Material for the task:
● ● ● ●

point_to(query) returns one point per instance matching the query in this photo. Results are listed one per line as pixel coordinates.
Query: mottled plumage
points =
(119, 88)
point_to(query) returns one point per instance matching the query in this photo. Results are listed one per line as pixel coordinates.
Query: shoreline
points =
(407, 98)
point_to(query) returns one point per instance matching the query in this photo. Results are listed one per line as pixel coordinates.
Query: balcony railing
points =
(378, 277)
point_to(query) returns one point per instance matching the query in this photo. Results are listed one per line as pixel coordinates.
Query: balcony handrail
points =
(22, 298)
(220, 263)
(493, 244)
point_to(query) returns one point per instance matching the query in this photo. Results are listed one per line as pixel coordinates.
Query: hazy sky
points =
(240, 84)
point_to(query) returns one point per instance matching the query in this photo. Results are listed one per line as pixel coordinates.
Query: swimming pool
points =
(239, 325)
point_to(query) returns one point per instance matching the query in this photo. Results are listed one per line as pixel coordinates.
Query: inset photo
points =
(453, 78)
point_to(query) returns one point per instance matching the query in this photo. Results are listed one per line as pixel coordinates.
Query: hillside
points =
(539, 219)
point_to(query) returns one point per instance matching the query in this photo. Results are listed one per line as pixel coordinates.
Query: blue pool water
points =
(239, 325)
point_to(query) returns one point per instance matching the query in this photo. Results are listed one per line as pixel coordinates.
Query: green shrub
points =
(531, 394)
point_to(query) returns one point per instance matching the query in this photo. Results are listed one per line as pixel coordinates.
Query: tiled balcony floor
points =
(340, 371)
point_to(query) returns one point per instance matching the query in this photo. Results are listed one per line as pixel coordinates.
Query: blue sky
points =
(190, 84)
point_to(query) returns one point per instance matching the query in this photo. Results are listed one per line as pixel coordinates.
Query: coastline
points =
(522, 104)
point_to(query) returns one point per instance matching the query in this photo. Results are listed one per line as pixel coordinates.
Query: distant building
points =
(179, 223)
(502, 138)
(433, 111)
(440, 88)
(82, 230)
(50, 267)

● ● ● ●

Stated exercise: Write the entire listing out again, word for word.

Complete output:
point_to(query) returns one point per instance matching the query in this photo. Results are listed one per line as pixel coordinates.
Query: mottled plumage
points =
(119, 88)
point_to(query) returns one point per instance matching the query in this photo. Results are listed one per line as pixel coordinates.
Query: shoreline
points =
(407, 98)
point_to(query) returns one point per instance matching the query in this photo. Results are listed one per line as pixel coordinates.
Query: balcony railing
points =
(378, 277)
point_to(query) returns one point per instance matching the query in this photo. Results are listed one per line as pixel coordinates.
Query: balcony handrail
points =
(22, 298)
(220, 263)
(493, 244)
point_to(query) returns one point per instance matching the query in this photo. Results are listed one per line as pixel coordinates.
Query: hazy sky
points =
(240, 84)
point_to(query) returns one point per instance matching the query in this photo. Results are listed one per line as pixel coordinates.
Query: swimming pool
points =
(239, 325)
point_to(query) returns one point per instance matching the query in this photo. Results are listed one per line as pixel coordinates.
Query: inset photo
points =
(453, 78)
point_to(query) returns one point per instance matching the query in this photo. Results are listed one per line as pixel coordinates.
Query: hillside
points =
(539, 219)
point_to(query) returns one point per instance matching the query in this photo. Results are listed one per line as pixel coordinates.
Query: blue pool water
points =
(239, 325)
point_to(query) returns one point per instance matching the query in this photo. Results are listed one per line as pixel coordinates.
Query: green shrub
points =
(531, 394)
point_to(query) returns one point per instance matching the query in this photo. Results are listed one per line as pixel coordinates.
Query: tiled balcony floor
points =
(340, 371)
point_to(query) returns one point per instance matching the query in this photo. Results are listed one per line as pixel coordinates.
Query: blue sky
points =
(190, 84)
point_to(query) returns one point per instance matching the query in this photo. Results are listed one per line as pixel coordinates.
Query: coastline
points =
(522, 104)
point_to(query) returns one point per instance matching the query in this photo. Results are listed one per line as pixel coordinates.
Query: distant building
points =
(179, 223)
(502, 138)
(433, 111)
(440, 88)
(82, 230)
(50, 267)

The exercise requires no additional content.